** Raw records **
--- Start ---

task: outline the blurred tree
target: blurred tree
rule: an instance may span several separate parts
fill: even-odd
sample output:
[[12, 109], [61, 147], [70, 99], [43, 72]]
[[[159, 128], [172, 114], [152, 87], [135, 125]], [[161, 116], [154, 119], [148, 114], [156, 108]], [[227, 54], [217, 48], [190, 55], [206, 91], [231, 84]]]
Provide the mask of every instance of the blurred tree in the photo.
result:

--- End ---

** What needs to be done **
Rewrite these rows with every "blurred tree" swapped for "leaning tree", leaving everything else unchanged.

** Complete answer **
task: outline the leaning tree
target: leaning tree
rule: an instance may span several separate parts
fill: even-odd
sample output:
[[12, 109], [61, 147], [70, 99], [43, 72]]
[[[159, 128], [172, 114], [152, 87], [135, 125]], [[161, 116], [154, 119], [148, 114], [156, 108]], [[227, 54], [217, 48], [190, 55], [206, 91], [231, 84]]]
Provide the mask of every instance of the leaning tree in the photo.
result:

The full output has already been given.